Problem statement:
Copy each of the records below, reproducing every line without any change.

>> START Input records

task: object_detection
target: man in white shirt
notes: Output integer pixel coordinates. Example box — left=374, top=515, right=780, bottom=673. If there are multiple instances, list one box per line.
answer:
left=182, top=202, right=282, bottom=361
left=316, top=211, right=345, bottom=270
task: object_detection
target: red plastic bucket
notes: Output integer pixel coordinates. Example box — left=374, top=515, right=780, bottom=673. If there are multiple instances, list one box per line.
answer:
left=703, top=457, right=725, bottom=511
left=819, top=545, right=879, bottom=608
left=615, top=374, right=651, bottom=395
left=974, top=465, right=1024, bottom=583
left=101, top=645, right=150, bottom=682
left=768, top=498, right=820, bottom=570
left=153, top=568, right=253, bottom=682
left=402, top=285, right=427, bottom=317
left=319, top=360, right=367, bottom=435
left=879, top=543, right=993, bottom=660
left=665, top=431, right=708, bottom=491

>> END Input records

Response to the task:
task: object_detection
target: man in white shirt
notes: Output integer pixel coordinates. Example box — left=374, top=515, right=780, bottom=673. If there are multiple instances, list one box per line.
answer:
left=182, top=202, right=282, bottom=361
left=316, top=211, right=345, bottom=270
task: object_detection
target: red plastic bucket
notes: Output integer pixel coordinates. Example box — left=374, top=515, right=780, bottom=673. If there are multiple instances, list one box per line.
answer:
left=703, top=457, right=725, bottom=511
left=819, top=545, right=879, bottom=608
left=615, top=374, right=651, bottom=395
left=974, top=465, right=1024, bottom=583
left=101, top=645, right=150, bottom=682
left=768, top=498, right=820, bottom=570
left=153, top=568, right=253, bottom=682
left=402, top=285, right=427, bottom=317
left=319, top=360, right=367, bottom=435
left=879, top=543, right=993, bottom=660
left=665, top=431, right=708, bottom=491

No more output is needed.